All of the material below is to be repeated exactly.
============
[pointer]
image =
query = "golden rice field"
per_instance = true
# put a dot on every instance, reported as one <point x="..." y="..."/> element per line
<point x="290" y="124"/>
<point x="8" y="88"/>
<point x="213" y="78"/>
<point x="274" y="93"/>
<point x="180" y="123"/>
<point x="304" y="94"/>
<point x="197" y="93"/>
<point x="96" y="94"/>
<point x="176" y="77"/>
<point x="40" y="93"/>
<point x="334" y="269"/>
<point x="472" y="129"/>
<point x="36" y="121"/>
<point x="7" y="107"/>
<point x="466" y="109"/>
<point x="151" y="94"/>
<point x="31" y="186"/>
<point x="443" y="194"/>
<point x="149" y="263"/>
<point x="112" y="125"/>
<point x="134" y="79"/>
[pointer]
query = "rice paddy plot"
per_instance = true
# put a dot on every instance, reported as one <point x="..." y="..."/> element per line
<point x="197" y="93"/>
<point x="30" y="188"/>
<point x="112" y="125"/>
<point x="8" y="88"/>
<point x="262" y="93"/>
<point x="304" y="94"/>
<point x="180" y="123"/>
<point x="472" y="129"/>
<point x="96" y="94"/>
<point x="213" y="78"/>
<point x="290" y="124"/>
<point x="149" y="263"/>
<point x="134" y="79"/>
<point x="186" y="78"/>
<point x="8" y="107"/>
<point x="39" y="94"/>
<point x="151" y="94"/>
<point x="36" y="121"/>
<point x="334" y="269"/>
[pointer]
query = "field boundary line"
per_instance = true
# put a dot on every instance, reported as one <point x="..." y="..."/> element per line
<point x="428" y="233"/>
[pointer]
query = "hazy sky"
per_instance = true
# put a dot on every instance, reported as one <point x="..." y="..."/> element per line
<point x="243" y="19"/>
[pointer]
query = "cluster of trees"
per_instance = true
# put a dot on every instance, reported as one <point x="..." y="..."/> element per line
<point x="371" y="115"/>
============
Solution:
[pointer]
image =
query = "golden rice field"
per_instance = true
# put a dot on every instance, reported as one <point x="..." y="..."/> element per line
<point x="290" y="124"/>
<point x="8" y="88"/>
<point x="213" y="78"/>
<point x="274" y="93"/>
<point x="180" y="123"/>
<point x="304" y="94"/>
<point x="197" y="93"/>
<point x="96" y="94"/>
<point x="176" y="77"/>
<point x="40" y="93"/>
<point x="334" y="269"/>
<point x="472" y="129"/>
<point x="36" y="121"/>
<point x="7" y="107"/>
<point x="466" y="109"/>
<point x="151" y="94"/>
<point x="31" y="186"/>
<point x="443" y="194"/>
<point x="149" y="263"/>
<point x="112" y="125"/>
<point x="134" y="79"/>
[pointer]
query = "rice paddy plot"
per_instance = true
# put a dot on every instance, reported as one <point x="..." y="..."/> element per line
<point x="197" y="93"/>
<point x="30" y="188"/>
<point x="112" y="125"/>
<point x="8" y="88"/>
<point x="262" y="93"/>
<point x="304" y="94"/>
<point x="180" y="123"/>
<point x="472" y="129"/>
<point x="96" y="94"/>
<point x="213" y="78"/>
<point x="290" y="124"/>
<point x="149" y="263"/>
<point x="134" y="79"/>
<point x="186" y="78"/>
<point x="8" y="107"/>
<point x="39" y="94"/>
<point x="151" y="94"/>
<point x="36" y="121"/>
<point x="334" y="269"/>
[pointer]
query = "field boundary line"
per_instance = true
# put a dot on every instance, reported as one <point x="..." y="..."/> element per line
<point x="428" y="233"/>
[pointer]
query = "hazy sky"
per_instance = true
# put a dot on every instance, reported as one <point x="..." y="..."/> element per line
<point x="243" y="19"/>
[pointer]
query = "cluster of trees"
per_instance = true
# put a dot on every instance, reported as one <point x="..." y="..."/> element per line
<point x="371" y="115"/>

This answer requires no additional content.